Drop all images and give the records again exactly.

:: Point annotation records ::
────────
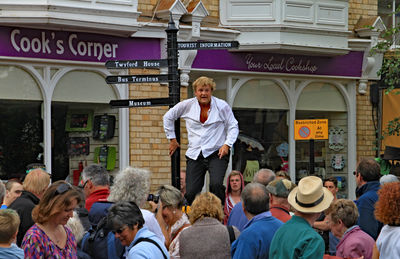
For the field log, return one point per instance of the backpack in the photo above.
(100, 243)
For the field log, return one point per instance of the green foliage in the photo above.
(390, 70)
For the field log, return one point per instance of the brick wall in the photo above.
(361, 8)
(365, 127)
(148, 144)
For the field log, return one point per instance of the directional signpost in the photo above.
(124, 64)
(172, 78)
(136, 79)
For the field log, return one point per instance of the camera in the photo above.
(153, 197)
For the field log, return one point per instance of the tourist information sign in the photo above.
(207, 45)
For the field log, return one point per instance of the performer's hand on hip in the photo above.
(173, 145)
(223, 151)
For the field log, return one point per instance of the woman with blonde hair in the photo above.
(387, 211)
(35, 184)
(234, 187)
(207, 236)
(354, 242)
(49, 237)
(171, 218)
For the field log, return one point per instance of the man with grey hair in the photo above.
(13, 191)
(237, 217)
(255, 239)
(133, 185)
(95, 184)
(2, 193)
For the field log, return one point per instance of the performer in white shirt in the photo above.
(212, 130)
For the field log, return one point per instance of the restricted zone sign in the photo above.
(311, 129)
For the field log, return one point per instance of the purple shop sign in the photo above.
(63, 45)
(349, 65)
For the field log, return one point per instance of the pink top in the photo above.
(37, 244)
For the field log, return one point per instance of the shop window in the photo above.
(388, 11)
(21, 131)
(83, 87)
(17, 84)
(261, 109)
(262, 141)
(80, 100)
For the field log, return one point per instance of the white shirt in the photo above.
(220, 128)
(151, 223)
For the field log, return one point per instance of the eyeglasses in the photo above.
(84, 184)
(120, 230)
(62, 188)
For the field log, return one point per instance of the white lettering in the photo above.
(90, 45)
(290, 64)
(45, 44)
(100, 47)
(25, 44)
(15, 45)
(82, 49)
(60, 47)
(36, 46)
(107, 50)
(115, 46)
(70, 43)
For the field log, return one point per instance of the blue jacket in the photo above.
(256, 238)
(237, 217)
(366, 205)
(144, 249)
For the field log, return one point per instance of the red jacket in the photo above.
(99, 195)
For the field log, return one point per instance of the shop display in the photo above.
(79, 120)
(336, 140)
(106, 156)
(103, 127)
(337, 162)
(78, 146)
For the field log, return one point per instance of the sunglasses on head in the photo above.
(62, 188)
(120, 230)
(84, 184)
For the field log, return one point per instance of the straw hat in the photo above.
(280, 187)
(310, 196)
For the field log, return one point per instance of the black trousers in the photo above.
(196, 170)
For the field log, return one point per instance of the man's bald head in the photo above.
(264, 176)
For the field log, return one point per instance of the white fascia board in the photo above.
(359, 44)
(157, 30)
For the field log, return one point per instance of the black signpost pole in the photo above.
(174, 95)
(173, 79)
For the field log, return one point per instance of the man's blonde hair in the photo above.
(36, 181)
(203, 81)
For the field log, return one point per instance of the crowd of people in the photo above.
(270, 217)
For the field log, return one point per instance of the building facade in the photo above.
(297, 60)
────────
:: RESULT ::
For the field log, return one point per instance of the backpack in the photo above.
(100, 243)
For the field log, return one point per instance of the green foliage in the photo above.
(390, 70)
For the field log, return one point per instance of the brick wall in the photo above.
(361, 8)
(365, 127)
(148, 144)
For the field log, return one point per instance of the directional signpost in the photo above.
(124, 64)
(172, 78)
(136, 79)
For the field log, return one point per instance of the camera in the photo above.
(153, 197)
For the field log, return one point per instance of the tourist information sign in the photo above.
(207, 45)
For the field log, return one point per instance of the performer's hand on hip in the photo above.
(173, 145)
(223, 151)
For the field log, return one point per instance of the woman with blonde hair in the photo above.
(387, 211)
(35, 184)
(234, 187)
(207, 236)
(354, 242)
(49, 237)
(171, 218)
For the field log, return one point per instance of the man with grey hair in the photo above.
(13, 191)
(237, 217)
(255, 239)
(133, 185)
(95, 184)
(2, 193)
For the field log, return one point per instance of the performer in white shirt in the photo above.
(212, 130)
For the field log, return one point per instance of the restricted zone sign in the photo above.
(311, 129)
For the field log, return one point per instance of the purple shop sign in the photo above.
(63, 45)
(349, 65)
For the field log, return one point per instance of the pink top in the photo above.
(37, 244)
For the field log, return one point per instance of the shop window in the photo above.
(388, 11)
(21, 131)
(83, 87)
(17, 84)
(261, 109)
(262, 141)
(80, 100)
For the field log, return one point per instance of the white shirt in the photo above.
(220, 128)
(151, 223)
For the field log, return one point per instance of the eyeglasses in the photo above.
(84, 184)
(120, 230)
(62, 188)
For the field log, return one point per instance of the white lettering in the photo above.
(90, 45)
(290, 64)
(45, 44)
(100, 47)
(25, 44)
(15, 45)
(82, 49)
(60, 47)
(36, 46)
(107, 50)
(115, 46)
(70, 43)
For the field log, return one point per instance of the blue jacket in the photo above.
(256, 238)
(237, 217)
(366, 205)
(144, 249)
For the field log, return one point per instance of the red jacket in the photo above.
(99, 195)
For the field log, return one point per instance of the shop display in the photo above.
(79, 120)
(336, 140)
(106, 156)
(103, 127)
(337, 162)
(78, 146)
For the field log, return one point per instance of the sunglasses on head in the photo above.
(62, 188)
(120, 230)
(84, 184)
For the field log, return one point per instance of the straw hat in the photo above.
(280, 187)
(310, 196)
For the field log, return one point per instance of the black trousers in the photo above.
(196, 170)
For the field log, return one point per instance of the man's bald head in the photo above.
(264, 176)
For the field log, return one point per instance of the white fascia board in the photo above.
(359, 44)
(157, 30)
For the field log, return one point per instance of the black signpost pole in the photo above.
(174, 95)
(173, 79)
For the field log, return one point per instance of the man's blonde hair in the photo above.
(36, 181)
(203, 81)
For the field log, return one point per instance of the crowd of people in the photo above.
(270, 217)
For the field log, return one point per instance of the building facade in the photo above.
(297, 60)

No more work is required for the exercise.